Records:
____________

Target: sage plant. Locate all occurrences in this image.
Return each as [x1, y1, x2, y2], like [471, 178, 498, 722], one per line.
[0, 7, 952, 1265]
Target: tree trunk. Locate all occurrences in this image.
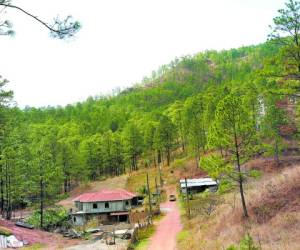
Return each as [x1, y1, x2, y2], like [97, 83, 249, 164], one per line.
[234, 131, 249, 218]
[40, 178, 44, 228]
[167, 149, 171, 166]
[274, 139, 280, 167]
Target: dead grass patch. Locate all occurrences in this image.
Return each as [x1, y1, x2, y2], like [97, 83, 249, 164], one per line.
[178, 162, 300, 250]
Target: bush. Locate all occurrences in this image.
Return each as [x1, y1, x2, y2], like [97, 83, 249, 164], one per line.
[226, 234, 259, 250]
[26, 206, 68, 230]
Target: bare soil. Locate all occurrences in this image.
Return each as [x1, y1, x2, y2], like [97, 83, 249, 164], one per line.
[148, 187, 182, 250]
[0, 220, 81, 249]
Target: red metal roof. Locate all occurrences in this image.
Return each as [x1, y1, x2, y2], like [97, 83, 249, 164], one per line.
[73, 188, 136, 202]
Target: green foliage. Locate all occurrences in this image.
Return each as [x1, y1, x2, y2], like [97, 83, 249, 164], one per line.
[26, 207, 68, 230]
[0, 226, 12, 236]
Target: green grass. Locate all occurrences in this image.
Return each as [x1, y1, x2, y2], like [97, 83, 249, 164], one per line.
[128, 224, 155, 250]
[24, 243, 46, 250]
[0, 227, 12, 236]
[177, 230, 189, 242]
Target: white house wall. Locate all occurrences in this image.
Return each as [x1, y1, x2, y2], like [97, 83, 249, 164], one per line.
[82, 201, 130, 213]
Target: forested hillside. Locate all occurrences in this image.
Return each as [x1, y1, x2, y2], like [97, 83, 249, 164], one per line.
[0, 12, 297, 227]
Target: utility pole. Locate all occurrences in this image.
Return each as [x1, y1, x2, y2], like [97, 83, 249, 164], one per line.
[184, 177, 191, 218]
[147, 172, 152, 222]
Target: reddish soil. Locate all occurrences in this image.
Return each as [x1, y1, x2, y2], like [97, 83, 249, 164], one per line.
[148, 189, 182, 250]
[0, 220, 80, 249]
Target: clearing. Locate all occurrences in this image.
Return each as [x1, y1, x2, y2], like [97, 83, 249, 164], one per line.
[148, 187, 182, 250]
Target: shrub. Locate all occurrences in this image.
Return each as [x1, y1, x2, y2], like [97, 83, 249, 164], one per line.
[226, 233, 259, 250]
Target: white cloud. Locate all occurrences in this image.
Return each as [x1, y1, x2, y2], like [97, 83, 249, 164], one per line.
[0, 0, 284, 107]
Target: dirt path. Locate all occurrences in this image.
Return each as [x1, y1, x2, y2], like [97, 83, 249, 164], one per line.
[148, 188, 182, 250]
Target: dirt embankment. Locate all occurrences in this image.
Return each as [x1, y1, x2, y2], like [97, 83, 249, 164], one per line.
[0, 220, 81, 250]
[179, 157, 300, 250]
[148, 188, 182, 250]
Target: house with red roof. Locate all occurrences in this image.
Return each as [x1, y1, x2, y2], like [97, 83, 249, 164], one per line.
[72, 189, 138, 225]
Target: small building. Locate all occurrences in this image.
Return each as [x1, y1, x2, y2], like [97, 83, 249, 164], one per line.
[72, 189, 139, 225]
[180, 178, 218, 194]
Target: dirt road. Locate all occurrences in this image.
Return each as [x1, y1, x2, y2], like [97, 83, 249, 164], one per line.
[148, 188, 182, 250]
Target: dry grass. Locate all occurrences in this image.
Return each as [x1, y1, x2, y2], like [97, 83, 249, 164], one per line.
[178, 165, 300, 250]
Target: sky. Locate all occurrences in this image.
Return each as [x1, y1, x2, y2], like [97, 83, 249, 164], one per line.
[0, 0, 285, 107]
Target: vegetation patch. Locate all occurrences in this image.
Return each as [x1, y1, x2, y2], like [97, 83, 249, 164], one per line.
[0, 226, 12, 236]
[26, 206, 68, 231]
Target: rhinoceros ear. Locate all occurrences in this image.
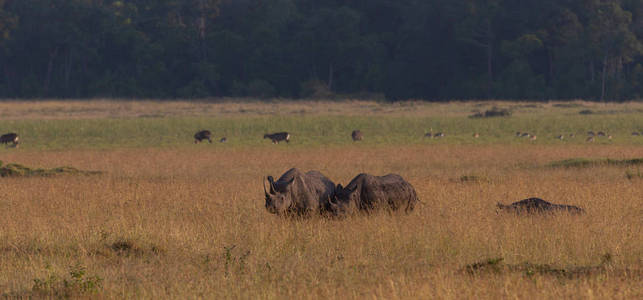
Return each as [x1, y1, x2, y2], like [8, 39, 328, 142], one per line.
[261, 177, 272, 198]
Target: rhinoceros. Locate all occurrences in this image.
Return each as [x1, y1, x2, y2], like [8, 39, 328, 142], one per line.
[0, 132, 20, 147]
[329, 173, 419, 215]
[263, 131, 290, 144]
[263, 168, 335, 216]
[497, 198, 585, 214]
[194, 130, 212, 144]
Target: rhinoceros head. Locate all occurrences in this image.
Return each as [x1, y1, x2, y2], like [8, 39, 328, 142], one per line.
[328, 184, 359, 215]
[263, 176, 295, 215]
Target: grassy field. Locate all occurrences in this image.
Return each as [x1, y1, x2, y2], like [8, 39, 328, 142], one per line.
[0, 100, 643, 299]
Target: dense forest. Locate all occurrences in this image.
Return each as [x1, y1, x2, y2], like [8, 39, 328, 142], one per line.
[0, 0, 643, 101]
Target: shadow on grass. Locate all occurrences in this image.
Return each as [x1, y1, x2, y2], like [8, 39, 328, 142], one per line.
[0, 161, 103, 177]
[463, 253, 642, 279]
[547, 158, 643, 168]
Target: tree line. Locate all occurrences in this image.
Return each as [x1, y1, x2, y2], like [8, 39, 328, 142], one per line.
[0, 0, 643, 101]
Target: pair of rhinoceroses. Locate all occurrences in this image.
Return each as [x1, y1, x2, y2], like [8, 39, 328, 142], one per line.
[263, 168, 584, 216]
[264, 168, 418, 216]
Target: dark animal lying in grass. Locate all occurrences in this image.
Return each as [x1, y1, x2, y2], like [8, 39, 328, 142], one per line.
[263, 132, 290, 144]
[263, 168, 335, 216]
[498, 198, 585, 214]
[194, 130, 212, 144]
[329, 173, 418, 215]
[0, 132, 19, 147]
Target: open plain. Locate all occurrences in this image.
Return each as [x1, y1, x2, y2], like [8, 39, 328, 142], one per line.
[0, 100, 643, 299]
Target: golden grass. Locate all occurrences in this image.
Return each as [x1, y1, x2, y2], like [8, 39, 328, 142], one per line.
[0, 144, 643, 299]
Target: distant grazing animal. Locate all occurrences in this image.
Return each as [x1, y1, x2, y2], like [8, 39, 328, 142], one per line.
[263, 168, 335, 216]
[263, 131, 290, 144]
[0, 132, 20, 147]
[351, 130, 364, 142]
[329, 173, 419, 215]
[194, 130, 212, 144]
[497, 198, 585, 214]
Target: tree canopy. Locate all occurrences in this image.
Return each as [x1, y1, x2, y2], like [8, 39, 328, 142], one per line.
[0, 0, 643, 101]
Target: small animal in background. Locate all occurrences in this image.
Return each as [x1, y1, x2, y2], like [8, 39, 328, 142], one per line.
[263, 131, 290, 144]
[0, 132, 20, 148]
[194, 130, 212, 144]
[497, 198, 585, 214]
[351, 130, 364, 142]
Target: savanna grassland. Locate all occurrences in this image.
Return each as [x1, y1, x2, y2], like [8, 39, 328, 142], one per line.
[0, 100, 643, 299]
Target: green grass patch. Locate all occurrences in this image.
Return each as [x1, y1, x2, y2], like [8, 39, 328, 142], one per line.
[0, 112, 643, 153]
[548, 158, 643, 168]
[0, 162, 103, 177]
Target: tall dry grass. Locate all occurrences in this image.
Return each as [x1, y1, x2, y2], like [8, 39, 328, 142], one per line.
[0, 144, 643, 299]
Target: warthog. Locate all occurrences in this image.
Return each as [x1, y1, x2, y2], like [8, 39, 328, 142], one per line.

____________

Copy the data above word for word, from the line with "Target: clearing. Locate" up to and including the line with "[0, 0, 284, 107]".

Target: clearing. Locate all occurrences in this image.
Return each as [x1, y1, x2, y2], like [97, 83, 249, 164], one per line.
[148, 187, 182, 250]
Target: shrub. Locate all occurrences in this image.
Return each as [x1, y1, x2, y2], like [97, 83, 249, 164], one per line.
[226, 233, 259, 250]
Target: white cloud. Locate all occurrences in this image.
Return each as [x1, y1, x2, y2], like [97, 83, 249, 164], one per line.
[0, 0, 284, 107]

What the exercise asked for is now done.